Doug Casey, author Doug Casey’s International Speculator,
believes we’ve only just entered into the second stage
of the big bull market. By the time we get to the third and
final stage – which Casey says is a couple of years
away yet –- “The public will be chasing these
things the way they ran after Internet stocks. How do I know?
Because I’ve been in this market for thirty years, and
I’ve seen it happen five times in the past (1973, 1980,
1983, 1987, and 1996, to be precise as to the peak years).
But this one will be the biggest of them all, because not
only will gold (and commodities in general) be running, but
the public, trained by the 1983-2000 bull market, all have
brokerage accounts, and will be looking for the next hot sector.
And the gold/resource story will tell exceedingly well. What’s
coming up is going to be a mania for the record books.”
Gold analysts have consistently pointed to the weakening U.S.
dollar as one of the key drivers behind the latest gold rush.
In a much ballyhooed article that appeared recently in Fortune
magazine, Warren Buffett caused a stir by telling readers
that for the first time in 72 years, Berkshire Hathaway was
investing in foreign currencies.
Buffett’s article prompted this response from James
Turk, of the Freemarket Gold & Money Report: “This
is BIG!!! In the past couple of years a number of respected
leaders in finance and investing have recommended diversifying
out of the U.S. dollar. They include Soros and Templeton,
and now Buffett has joined the parade. For the first time
in his life, this top name of finance is betting against the
U.S. dollar.

[Directions]
1. Answer these from the gold market excerpt:
(a) How many times has Casey seen the public chase this market in the past?
(b) In which magazine did Warren Buffett's article appear?
(c) What publication is James Turk associated with?
2. Condense the paragraph of the gold market excerpt that opens "Gold analysts have consistently pointed" into a shorter version that keeps its main facts.
3. Quote the gold market excerpt word for word, starting at "Doug Casey, author" and ending at "the peak years).".
The entries play no part in what is asked here.

[Recorded data]

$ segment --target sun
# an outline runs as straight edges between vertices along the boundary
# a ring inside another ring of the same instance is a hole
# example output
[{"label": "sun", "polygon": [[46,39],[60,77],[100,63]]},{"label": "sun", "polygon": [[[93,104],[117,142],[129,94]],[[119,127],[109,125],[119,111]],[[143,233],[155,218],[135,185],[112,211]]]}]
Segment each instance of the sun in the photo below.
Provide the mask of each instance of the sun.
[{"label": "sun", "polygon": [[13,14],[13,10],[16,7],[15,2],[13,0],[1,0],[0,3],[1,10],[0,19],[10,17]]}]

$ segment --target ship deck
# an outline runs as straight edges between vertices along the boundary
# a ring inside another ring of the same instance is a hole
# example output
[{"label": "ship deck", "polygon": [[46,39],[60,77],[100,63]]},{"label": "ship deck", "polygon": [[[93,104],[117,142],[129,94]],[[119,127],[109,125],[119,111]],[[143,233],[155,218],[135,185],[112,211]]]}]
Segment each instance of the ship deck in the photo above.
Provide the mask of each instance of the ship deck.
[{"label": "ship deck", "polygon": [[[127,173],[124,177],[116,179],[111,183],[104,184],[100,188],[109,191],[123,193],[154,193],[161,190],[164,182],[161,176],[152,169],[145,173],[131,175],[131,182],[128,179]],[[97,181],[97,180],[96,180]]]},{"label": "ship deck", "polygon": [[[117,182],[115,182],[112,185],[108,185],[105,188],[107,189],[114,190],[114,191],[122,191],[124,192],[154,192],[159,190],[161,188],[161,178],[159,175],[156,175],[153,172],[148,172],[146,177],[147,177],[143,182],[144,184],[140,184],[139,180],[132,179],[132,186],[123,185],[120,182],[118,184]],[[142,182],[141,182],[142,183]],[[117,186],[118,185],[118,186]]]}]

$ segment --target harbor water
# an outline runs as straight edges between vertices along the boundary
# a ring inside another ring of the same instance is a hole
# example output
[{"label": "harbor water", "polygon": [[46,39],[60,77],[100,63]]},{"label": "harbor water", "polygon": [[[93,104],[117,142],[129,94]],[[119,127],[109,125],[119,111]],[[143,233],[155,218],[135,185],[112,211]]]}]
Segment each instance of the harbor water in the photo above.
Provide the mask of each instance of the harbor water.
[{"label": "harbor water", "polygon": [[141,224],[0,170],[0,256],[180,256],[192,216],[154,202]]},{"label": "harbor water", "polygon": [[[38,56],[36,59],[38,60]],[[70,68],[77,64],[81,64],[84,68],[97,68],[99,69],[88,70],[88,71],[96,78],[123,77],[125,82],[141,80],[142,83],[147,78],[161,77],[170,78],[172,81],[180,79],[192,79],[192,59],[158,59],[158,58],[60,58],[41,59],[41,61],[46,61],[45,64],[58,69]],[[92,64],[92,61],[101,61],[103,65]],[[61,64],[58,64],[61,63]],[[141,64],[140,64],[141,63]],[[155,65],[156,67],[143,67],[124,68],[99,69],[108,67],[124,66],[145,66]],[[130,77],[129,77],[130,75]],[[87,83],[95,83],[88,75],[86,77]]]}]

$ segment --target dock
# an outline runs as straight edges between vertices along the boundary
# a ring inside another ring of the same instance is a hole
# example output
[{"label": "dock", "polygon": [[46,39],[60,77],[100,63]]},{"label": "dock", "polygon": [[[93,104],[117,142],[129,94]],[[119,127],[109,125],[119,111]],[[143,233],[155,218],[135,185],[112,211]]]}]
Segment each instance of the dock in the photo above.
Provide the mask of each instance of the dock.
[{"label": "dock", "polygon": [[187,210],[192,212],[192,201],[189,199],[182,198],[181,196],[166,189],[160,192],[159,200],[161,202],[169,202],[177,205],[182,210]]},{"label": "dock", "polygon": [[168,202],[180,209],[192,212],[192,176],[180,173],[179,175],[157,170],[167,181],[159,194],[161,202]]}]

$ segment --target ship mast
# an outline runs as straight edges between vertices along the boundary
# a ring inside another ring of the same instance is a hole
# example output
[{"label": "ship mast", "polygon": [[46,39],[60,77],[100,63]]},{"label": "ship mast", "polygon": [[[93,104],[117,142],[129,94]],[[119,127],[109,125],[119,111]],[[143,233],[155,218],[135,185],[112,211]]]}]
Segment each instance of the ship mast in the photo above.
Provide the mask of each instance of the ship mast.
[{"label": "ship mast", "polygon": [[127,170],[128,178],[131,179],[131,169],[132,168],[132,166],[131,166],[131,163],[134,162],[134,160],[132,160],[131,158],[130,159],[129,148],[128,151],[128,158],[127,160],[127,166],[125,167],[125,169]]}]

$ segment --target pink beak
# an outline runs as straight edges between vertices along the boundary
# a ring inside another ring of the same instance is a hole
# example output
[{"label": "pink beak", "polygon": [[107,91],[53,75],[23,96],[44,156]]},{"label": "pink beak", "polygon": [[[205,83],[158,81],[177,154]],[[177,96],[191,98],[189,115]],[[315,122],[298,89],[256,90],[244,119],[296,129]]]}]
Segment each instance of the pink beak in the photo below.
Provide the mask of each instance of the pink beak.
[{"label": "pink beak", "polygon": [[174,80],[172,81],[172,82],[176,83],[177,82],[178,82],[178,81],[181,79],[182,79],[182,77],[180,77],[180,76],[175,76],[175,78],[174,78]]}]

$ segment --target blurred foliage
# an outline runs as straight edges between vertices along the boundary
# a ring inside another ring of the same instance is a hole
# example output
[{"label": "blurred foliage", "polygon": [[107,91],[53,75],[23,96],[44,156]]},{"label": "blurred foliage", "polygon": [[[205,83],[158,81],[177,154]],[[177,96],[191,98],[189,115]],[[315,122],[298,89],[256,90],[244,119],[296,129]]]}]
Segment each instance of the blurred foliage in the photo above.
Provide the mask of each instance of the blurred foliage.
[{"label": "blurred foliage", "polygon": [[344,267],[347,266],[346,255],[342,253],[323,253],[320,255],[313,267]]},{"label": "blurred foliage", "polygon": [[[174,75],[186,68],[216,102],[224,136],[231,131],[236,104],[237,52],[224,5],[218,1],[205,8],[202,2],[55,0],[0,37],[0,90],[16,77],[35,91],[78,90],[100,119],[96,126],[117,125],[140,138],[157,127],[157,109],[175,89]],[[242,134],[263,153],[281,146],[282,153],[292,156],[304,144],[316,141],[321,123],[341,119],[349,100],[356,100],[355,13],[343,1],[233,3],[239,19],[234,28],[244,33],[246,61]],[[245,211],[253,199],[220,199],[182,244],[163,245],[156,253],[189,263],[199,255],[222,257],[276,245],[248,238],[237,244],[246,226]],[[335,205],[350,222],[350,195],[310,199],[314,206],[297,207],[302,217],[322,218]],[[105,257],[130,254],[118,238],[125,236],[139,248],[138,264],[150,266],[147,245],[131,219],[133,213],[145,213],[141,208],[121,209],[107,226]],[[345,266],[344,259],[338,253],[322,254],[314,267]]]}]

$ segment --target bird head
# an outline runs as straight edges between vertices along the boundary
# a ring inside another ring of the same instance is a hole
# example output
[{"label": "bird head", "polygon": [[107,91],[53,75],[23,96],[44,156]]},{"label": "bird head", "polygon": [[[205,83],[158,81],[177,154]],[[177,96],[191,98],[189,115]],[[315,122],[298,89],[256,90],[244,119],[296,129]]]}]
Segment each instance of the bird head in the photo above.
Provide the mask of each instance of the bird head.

[Answers to the exercise]
1.
(a) Five times (1973, 1980, 1983, 1987, and 1996).
(b) Fortune.
(c) The Freemarket Gold & Money Report.

2. Gold analysts see the weakening U.S. dollar as a key driver of the latest gold rush. In a widely publicized recent Fortune article, Warren Buffett said Berkshire Hathaway was investing in foreign currencies for the first time in 72 years.

3.
Doug Casey, author Doug Casey’s International Speculator,
believes we’ve only just entered into the second stage
of the big bull market. By the time we get to the third and
final stage – which Casey says is a couple of years
away yet –- “The public will be chasing these
things the way they ran after Internet stocks. How do I know?
Because I’ve been in this market for thirty years, and
I’ve seen it happen five times in the past (1973, 1980,
1983, 1987, and 1996, to be precise as to the peak years).